THE DATA:
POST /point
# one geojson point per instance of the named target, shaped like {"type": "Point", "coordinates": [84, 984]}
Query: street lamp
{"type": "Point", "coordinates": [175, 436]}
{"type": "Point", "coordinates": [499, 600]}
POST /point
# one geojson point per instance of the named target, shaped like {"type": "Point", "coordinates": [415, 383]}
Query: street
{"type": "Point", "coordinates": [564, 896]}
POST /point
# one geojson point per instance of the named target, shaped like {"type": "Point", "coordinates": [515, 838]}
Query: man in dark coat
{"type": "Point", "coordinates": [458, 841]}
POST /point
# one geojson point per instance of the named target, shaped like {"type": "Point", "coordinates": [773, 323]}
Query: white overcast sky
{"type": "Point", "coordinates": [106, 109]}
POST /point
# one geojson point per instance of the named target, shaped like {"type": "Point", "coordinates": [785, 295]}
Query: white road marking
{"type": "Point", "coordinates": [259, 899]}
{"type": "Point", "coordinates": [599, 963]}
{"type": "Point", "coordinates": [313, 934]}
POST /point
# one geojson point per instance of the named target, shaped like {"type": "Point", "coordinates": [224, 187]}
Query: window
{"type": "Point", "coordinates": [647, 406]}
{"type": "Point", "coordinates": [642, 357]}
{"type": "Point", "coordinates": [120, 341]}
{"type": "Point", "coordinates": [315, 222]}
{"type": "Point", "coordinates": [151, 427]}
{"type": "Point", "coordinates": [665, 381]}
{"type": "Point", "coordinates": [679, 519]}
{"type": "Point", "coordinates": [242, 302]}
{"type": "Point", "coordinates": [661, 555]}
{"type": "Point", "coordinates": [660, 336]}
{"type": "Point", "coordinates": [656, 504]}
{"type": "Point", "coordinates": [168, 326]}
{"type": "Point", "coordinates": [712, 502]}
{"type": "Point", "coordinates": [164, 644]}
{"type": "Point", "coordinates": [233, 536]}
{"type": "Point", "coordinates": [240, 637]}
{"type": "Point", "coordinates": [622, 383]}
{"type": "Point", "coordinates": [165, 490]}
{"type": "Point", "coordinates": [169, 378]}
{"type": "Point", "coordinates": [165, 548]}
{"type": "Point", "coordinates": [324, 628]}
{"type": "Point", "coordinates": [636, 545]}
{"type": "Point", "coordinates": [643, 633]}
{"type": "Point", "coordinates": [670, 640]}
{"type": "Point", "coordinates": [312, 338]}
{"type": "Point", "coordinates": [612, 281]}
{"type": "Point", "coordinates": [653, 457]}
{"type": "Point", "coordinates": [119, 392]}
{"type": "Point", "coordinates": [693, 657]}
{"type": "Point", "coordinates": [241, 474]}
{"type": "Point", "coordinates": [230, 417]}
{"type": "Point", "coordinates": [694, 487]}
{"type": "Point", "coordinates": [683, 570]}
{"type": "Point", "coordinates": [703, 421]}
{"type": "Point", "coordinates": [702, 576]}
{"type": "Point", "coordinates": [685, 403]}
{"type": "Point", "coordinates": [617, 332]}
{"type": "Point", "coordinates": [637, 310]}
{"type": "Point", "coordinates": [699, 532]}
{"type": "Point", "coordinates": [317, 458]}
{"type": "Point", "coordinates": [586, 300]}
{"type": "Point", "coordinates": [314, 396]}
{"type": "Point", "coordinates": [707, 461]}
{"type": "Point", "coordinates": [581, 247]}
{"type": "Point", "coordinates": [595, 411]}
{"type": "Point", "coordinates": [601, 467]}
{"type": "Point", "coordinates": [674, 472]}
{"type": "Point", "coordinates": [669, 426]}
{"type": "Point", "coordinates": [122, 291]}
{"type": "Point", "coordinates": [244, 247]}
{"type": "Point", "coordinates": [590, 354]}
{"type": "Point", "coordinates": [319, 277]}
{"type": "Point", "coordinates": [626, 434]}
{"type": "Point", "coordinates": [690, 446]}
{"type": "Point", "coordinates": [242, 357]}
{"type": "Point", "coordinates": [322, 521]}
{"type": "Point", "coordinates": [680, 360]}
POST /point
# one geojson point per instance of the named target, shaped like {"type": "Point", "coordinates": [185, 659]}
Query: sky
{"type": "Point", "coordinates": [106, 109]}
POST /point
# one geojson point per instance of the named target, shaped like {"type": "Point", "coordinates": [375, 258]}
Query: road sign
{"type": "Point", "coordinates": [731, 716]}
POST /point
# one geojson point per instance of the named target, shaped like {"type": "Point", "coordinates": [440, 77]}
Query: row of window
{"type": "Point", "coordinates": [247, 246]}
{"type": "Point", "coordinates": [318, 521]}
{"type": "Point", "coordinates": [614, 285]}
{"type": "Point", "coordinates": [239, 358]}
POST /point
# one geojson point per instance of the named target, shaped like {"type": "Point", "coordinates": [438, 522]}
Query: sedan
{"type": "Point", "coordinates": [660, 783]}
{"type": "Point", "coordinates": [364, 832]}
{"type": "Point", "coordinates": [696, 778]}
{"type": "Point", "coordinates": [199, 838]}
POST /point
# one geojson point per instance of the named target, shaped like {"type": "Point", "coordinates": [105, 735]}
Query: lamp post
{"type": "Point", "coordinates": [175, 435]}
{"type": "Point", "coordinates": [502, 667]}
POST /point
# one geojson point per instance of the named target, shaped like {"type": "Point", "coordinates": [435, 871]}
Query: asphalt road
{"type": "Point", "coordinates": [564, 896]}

* * *

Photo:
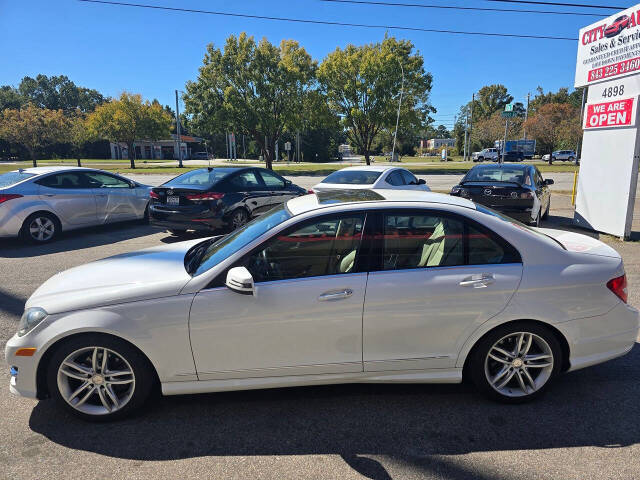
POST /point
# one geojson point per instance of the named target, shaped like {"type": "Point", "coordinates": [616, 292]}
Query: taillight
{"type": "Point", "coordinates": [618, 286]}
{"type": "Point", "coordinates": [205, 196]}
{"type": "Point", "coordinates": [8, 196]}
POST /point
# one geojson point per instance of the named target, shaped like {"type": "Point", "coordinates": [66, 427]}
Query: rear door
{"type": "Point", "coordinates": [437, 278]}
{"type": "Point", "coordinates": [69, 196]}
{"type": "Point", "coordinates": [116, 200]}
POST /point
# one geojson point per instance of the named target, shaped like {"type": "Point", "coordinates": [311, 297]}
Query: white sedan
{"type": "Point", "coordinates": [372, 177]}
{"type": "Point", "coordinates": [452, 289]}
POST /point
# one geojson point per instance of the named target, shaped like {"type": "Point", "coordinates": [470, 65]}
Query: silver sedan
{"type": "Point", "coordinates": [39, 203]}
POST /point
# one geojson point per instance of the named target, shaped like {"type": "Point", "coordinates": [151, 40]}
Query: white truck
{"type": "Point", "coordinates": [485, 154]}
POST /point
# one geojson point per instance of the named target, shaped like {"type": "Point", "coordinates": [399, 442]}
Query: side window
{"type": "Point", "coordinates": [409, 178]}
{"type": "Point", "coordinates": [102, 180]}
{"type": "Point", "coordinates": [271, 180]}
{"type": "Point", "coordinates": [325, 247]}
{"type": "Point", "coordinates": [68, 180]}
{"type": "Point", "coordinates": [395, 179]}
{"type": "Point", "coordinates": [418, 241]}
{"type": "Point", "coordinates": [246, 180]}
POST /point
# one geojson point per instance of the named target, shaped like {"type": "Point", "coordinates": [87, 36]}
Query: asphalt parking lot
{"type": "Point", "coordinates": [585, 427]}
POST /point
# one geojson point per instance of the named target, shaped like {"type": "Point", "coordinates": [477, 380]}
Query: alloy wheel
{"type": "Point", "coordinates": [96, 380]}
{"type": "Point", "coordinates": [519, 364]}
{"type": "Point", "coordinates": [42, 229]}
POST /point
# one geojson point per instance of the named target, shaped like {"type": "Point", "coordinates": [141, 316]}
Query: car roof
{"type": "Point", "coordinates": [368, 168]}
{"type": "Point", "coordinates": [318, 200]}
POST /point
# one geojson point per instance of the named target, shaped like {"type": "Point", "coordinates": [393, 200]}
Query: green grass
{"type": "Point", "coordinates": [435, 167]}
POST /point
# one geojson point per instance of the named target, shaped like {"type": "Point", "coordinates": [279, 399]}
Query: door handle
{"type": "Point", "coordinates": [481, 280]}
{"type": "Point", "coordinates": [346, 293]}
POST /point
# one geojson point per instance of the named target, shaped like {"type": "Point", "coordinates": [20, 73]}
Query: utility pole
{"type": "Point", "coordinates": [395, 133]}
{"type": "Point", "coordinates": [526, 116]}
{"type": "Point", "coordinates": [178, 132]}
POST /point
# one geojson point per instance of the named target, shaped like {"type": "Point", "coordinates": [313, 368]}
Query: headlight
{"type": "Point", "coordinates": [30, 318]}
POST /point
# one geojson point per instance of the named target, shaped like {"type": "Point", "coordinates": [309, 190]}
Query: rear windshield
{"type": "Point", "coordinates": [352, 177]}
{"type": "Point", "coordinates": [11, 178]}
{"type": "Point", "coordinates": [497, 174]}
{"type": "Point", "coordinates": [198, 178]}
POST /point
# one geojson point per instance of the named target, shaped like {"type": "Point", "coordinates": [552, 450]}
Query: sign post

PROBLEM TO SOLVE: In the listing above, find the line with "Query: headlight" and the line with "Query: sign post", then print exactly those two lines and every line between them, and nothing more.

REPLY:
Query: headlight
{"type": "Point", "coordinates": [30, 318]}
POST /point
# one geojson point per instance of the named target, shaped like {"type": "Point", "coordinates": [309, 190]}
Query: rear windshield
{"type": "Point", "coordinates": [352, 177]}
{"type": "Point", "coordinates": [11, 178]}
{"type": "Point", "coordinates": [497, 174]}
{"type": "Point", "coordinates": [198, 178]}
POST /point
# one geojson point per instance of the named target, shaped like {"type": "Point", "coordinates": [552, 450]}
Query: sign post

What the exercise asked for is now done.